**SUPPLIED ENTRIES**
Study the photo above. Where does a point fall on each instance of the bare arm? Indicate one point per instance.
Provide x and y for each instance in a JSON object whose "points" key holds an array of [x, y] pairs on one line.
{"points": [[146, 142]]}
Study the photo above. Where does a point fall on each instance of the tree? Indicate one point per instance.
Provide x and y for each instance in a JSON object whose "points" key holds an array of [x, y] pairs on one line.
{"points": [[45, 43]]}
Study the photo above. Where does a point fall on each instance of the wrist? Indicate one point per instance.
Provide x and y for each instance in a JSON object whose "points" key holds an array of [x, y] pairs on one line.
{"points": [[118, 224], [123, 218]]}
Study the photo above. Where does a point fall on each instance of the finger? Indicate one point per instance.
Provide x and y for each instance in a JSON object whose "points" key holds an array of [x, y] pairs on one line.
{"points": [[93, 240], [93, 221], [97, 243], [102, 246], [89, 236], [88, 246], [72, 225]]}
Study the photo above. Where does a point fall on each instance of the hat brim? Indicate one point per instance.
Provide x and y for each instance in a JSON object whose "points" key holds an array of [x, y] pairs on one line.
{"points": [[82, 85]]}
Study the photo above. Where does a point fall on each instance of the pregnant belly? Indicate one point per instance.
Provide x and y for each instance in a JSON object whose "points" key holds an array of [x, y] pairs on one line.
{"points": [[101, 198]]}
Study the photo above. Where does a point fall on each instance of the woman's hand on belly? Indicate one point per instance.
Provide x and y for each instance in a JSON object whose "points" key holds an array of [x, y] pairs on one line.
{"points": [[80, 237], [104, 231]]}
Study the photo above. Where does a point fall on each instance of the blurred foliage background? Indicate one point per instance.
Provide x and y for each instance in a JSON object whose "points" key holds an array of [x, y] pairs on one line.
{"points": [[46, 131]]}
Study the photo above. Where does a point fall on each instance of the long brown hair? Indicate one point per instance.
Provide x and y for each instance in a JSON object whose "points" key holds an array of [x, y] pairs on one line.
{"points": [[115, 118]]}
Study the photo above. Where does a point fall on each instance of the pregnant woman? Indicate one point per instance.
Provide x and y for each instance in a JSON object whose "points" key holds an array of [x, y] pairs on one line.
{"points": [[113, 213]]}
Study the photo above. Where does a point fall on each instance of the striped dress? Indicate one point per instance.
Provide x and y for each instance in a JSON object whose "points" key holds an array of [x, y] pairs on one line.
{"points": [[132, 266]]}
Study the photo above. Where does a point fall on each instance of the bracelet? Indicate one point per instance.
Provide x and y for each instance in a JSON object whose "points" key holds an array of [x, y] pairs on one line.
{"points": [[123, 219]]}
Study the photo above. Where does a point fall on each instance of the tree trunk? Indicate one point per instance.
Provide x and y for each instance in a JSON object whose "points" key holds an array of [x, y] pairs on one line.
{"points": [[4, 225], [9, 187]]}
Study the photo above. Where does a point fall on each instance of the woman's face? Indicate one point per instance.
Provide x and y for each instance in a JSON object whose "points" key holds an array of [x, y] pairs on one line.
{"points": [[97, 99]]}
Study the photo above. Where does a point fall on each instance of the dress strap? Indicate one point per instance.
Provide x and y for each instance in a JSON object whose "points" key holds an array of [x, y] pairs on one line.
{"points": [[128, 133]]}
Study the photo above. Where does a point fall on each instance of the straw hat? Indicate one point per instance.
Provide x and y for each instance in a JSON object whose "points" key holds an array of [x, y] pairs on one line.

**EXERCISE BRIEF**
Give again, word for word, every line from the one holding "trunk? Indicate one point per instance." to the end of the data.

**FINAL RESULT**
Study the photo above. Where does a point fall on each instance of the tree trunk? Indicate one point per instance.
Provide x and y for each instance in a JSON object whose "points" key holds an array of [x, y] pairs on one line.
{"points": [[4, 225], [9, 187]]}
Study the photo above. Where does a point fall on each instance of the woman's face? Indicate one point per instance.
Provide x and y for each instance in a JSON object whose "points" key holds an array of [x, y] pairs on one line.
{"points": [[97, 99]]}
Study the photo above. Where does a point fall on each instance of the dress strap? Indicate one point per instance.
Provide x and y for each instance in a JSON object whose "points" key holds an array of [x, y] pairs on one line.
{"points": [[128, 133]]}
Study the photo above. Where does a point fall on each instance of the straw hat? Indicate one point per instance.
Provide x and y for each instance in a JSON object whose "points" key holds an array of [x, y] pairs on one line.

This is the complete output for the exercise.